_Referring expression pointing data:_
════════
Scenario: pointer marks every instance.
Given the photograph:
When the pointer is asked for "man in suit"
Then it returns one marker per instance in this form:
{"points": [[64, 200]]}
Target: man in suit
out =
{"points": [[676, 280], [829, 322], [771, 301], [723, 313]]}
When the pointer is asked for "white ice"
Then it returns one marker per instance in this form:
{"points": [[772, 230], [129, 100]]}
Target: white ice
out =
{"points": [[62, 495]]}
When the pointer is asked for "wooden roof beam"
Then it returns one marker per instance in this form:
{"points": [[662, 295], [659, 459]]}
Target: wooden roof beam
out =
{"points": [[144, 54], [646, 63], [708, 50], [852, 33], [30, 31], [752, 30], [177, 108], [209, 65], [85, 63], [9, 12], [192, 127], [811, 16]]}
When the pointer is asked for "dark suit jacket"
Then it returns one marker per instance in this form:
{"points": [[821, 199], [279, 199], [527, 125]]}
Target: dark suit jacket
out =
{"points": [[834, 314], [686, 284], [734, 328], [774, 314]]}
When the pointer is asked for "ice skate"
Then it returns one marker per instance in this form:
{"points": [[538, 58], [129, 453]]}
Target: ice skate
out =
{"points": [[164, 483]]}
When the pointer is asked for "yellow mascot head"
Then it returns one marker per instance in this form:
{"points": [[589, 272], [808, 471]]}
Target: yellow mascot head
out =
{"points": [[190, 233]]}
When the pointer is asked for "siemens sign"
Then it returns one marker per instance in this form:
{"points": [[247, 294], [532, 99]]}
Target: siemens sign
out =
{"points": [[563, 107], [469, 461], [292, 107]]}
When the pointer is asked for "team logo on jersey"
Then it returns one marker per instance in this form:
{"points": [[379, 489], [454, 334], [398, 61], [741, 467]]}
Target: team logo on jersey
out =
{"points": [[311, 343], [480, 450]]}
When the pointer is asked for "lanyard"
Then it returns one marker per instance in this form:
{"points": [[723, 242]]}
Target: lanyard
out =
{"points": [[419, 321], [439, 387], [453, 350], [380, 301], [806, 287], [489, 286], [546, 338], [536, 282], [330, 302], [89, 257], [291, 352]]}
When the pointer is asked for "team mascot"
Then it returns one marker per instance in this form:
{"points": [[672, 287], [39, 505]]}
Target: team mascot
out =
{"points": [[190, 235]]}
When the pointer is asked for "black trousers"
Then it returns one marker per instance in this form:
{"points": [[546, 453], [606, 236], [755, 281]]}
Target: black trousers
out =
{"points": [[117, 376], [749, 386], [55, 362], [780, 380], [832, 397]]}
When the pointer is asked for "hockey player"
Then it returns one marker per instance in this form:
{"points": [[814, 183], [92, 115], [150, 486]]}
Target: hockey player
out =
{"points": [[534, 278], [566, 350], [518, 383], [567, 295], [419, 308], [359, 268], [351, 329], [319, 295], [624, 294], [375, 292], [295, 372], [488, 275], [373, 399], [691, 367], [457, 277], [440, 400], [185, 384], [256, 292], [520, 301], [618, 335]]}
════════
_EXERCISE:_ Set down each line exactly as it appears, starting at the top of the data and ending at the line containing "Target: team mascot", and include no other lines.

_PROBLEM SOLUTION:_
Scenario: pointer marks every instance.
Given the photograph:
When the pointer is asked for "man in suit"
Then it returns one marker per instance in this form:
{"points": [[64, 200]]}
Target: man in suit
out =
{"points": [[676, 280], [829, 322], [771, 301], [723, 313]]}
When the pointer is asked for "white ice"
Then it returns one marker per instance in this form:
{"points": [[772, 230], [129, 100]]}
Target: white ice
out =
{"points": [[62, 495]]}
When the pointer is asked for "wooden roof beam"
Then it returns one marker per instance in this form:
{"points": [[662, 295], [659, 459]]}
Target: wooden roof beam
out =
{"points": [[144, 54], [646, 63], [708, 50], [852, 33], [30, 31], [752, 30], [177, 108], [209, 65], [85, 63], [9, 12], [192, 127], [811, 16]]}
When the pointer is asked for "dark suit jacket"
Then it returns one marker per instance in this form:
{"points": [[821, 199], [279, 199], [527, 125]]}
Target: dark suit jacket
out =
{"points": [[834, 314], [686, 284], [734, 328], [774, 314]]}
When the pointer is asked for "ice skate"
Then it returns one marker per instance in this form:
{"points": [[538, 58], [129, 453]]}
Target: ice skate
out =
{"points": [[164, 483]]}
When the pointer is asked for "yellow mascot head"
Then it returns one marker per instance in this form:
{"points": [[589, 272], [808, 471]]}
Target: yellow mascot head
out =
{"points": [[190, 233]]}
When the pointer is asked for "siemens sign"
Then it returns one marker per instance in this form:
{"points": [[247, 294], [532, 99]]}
Target: siemens sign
out =
{"points": [[563, 107], [469, 461], [292, 107]]}
When the pointer is asked for "team logo on jersey"
Then it returns one marker per instance in this form:
{"points": [[379, 489], [454, 334], [398, 61], [741, 467]]}
Target: team logo on jersey
out =
{"points": [[311, 343], [480, 450]]}
When the pointer is asked for "lanyard"
Then it returns one marker per instance in this form:
{"points": [[723, 242]]}
Target: lanyard
out =
{"points": [[419, 321], [439, 387], [453, 350], [380, 301], [806, 287], [489, 286], [546, 338], [536, 282], [330, 302], [89, 257], [291, 352]]}
When the pointer is asked for "team mascot"
Then it returns one marker per instance in this form:
{"points": [[672, 287], [39, 505]]}
Target: team mascot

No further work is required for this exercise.